**Problem:**
In the entries below, every line that contains "green" must be located and copied.

Segment Start: Task input

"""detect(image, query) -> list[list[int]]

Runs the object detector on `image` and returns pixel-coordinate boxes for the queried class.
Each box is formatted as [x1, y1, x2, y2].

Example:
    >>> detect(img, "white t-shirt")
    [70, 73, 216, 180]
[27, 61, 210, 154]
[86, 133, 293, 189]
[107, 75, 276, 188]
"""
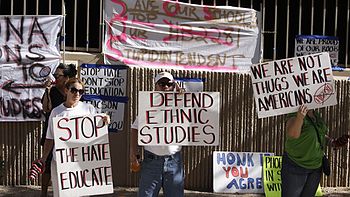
[46, 101, 96, 160]
[131, 117, 181, 156]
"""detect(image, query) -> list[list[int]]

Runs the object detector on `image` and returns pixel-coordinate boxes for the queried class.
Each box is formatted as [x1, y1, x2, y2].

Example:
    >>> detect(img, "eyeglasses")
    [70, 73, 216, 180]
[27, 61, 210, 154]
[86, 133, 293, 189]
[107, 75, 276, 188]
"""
[157, 82, 175, 87]
[69, 87, 85, 95]
[53, 73, 64, 79]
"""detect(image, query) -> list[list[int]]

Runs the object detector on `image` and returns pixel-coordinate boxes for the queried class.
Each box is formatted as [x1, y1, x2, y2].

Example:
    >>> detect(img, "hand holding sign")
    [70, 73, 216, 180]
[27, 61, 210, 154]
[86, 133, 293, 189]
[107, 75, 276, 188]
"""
[29, 159, 45, 181]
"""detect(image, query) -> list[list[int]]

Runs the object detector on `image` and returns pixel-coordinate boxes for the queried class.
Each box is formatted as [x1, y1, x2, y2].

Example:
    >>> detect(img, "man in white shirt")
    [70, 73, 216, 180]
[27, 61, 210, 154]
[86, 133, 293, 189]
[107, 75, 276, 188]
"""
[130, 72, 184, 197]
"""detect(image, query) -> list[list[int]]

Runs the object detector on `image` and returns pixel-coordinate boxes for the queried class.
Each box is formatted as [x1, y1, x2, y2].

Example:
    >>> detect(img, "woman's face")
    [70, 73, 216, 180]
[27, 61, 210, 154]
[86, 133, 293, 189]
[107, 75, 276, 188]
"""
[65, 82, 84, 104]
[54, 68, 68, 87]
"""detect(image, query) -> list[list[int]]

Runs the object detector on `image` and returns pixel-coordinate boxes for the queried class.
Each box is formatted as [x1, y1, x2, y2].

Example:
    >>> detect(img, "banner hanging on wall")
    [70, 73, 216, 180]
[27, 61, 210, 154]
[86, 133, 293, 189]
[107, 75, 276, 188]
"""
[104, 0, 260, 72]
[0, 15, 62, 121]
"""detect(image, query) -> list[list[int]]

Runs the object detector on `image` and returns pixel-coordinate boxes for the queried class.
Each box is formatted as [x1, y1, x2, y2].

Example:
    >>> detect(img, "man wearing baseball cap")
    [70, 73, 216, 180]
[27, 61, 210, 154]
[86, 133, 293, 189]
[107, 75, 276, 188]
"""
[130, 71, 184, 197]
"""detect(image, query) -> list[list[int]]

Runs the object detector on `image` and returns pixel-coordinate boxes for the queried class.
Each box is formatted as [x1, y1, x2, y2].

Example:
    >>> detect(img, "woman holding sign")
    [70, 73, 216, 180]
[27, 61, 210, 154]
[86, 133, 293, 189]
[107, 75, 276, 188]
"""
[40, 63, 77, 197]
[282, 105, 349, 197]
[32, 78, 110, 197]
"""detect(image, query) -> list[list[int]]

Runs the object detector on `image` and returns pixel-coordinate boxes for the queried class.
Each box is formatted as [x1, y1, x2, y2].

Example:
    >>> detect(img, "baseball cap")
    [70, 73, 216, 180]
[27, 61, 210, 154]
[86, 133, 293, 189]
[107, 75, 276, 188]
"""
[154, 72, 174, 83]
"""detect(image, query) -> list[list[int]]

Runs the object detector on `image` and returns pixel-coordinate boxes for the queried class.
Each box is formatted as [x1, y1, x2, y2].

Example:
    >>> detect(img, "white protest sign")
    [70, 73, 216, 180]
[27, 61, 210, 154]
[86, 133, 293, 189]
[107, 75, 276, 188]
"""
[53, 114, 114, 196]
[250, 52, 337, 118]
[0, 16, 62, 121]
[213, 151, 273, 193]
[138, 91, 220, 146]
[295, 35, 339, 66]
[175, 78, 204, 92]
[81, 64, 128, 132]
[104, 0, 260, 72]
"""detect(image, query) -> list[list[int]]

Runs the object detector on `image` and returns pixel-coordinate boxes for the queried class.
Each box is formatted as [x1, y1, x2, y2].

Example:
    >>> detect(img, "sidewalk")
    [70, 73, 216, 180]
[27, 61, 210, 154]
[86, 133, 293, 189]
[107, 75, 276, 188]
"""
[0, 186, 349, 196]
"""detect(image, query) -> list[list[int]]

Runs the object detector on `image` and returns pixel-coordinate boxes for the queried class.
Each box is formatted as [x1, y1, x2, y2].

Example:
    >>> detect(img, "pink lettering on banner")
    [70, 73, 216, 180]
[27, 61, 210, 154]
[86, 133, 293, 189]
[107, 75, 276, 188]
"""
[163, 20, 237, 46]
[162, 1, 181, 17]
[110, 0, 127, 17]
[203, 6, 214, 20]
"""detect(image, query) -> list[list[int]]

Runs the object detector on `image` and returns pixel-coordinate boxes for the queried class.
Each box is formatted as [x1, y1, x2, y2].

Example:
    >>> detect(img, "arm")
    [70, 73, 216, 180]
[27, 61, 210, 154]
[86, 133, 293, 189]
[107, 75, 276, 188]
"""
[286, 105, 308, 139]
[41, 88, 52, 113]
[130, 128, 139, 163]
[41, 139, 54, 162]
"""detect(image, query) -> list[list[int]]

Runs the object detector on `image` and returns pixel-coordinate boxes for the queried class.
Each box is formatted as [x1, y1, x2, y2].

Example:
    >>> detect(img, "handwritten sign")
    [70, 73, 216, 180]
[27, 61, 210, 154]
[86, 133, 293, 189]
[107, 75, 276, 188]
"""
[250, 52, 337, 118]
[104, 0, 260, 72]
[263, 156, 282, 197]
[295, 35, 339, 66]
[53, 114, 114, 196]
[138, 91, 220, 146]
[213, 151, 273, 193]
[0, 16, 62, 121]
[81, 64, 128, 132]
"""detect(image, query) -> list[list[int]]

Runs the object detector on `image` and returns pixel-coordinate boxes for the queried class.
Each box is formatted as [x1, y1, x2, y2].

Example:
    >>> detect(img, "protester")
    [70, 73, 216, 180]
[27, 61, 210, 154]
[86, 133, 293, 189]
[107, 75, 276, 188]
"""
[33, 78, 110, 197]
[281, 105, 349, 197]
[130, 71, 184, 197]
[40, 63, 77, 197]
[40, 63, 76, 197]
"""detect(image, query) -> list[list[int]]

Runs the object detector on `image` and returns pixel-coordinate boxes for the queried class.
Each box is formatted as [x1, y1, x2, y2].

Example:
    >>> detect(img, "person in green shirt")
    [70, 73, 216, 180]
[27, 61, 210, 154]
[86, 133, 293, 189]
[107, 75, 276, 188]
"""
[281, 105, 349, 197]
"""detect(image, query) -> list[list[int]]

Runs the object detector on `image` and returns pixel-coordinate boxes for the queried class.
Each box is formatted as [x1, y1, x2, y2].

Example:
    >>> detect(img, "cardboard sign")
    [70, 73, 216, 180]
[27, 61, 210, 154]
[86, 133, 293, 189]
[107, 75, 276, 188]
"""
[104, 0, 260, 72]
[250, 52, 337, 118]
[138, 91, 220, 146]
[263, 156, 282, 197]
[81, 64, 128, 132]
[295, 35, 339, 66]
[0, 16, 62, 121]
[53, 114, 114, 196]
[213, 151, 273, 193]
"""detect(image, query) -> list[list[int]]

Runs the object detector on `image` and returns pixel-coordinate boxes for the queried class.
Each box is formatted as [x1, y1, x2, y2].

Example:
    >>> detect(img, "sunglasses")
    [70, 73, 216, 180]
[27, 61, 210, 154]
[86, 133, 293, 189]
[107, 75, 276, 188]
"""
[157, 82, 175, 87]
[69, 87, 85, 95]
[53, 73, 64, 79]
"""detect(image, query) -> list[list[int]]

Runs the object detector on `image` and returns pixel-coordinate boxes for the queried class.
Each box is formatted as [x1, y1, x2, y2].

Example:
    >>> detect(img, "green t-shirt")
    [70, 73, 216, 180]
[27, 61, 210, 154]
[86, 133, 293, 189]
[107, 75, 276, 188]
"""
[285, 111, 328, 169]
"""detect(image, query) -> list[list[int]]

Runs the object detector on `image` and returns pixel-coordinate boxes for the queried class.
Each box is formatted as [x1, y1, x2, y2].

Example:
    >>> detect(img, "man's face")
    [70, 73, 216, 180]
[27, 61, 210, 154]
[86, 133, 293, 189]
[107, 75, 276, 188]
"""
[155, 78, 175, 91]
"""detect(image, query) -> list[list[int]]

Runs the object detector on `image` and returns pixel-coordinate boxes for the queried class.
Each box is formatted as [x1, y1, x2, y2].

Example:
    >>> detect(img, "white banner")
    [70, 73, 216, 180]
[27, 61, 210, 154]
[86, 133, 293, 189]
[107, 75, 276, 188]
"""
[80, 64, 128, 132]
[138, 91, 220, 146]
[213, 151, 273, 193]
[53, 114, 114, 196]
[104, 0, 260, 72]
[295, 35, 339, 66]
[250, 52, 337, 118]
[0, 16, 62, 121]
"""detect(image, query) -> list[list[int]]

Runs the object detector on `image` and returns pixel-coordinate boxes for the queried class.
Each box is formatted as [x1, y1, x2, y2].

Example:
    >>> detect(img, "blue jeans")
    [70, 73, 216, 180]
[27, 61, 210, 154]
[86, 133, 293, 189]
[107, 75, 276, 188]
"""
[138, 151, 184, 197]
[281, 153, 322, 197]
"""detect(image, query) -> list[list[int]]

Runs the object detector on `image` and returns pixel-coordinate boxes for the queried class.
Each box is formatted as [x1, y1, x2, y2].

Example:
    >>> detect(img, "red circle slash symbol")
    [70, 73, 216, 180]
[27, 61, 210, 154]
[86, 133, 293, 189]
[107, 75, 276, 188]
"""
[314, 83, 334, 104]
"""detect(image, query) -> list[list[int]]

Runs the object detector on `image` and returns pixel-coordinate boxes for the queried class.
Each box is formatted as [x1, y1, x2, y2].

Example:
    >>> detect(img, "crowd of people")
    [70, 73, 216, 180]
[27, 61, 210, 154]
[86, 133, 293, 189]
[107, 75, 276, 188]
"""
[30, 67, 349, 197]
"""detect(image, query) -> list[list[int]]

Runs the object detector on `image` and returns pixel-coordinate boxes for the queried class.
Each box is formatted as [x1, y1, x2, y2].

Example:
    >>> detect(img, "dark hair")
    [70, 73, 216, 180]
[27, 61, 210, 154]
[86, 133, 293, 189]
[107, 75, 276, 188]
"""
[57, 63, 77, 78]
[65, 78, 85, 89]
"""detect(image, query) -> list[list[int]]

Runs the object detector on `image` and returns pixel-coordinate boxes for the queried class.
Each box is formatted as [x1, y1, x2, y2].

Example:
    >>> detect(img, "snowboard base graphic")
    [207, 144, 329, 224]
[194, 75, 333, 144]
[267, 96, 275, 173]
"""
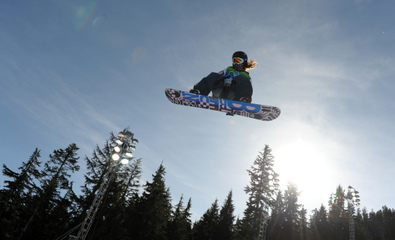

Segment End: Task input

**Result of the exercise:**
    >>> detect(img, "person in green shirt")
    >>> detect(img, "green t-shirt")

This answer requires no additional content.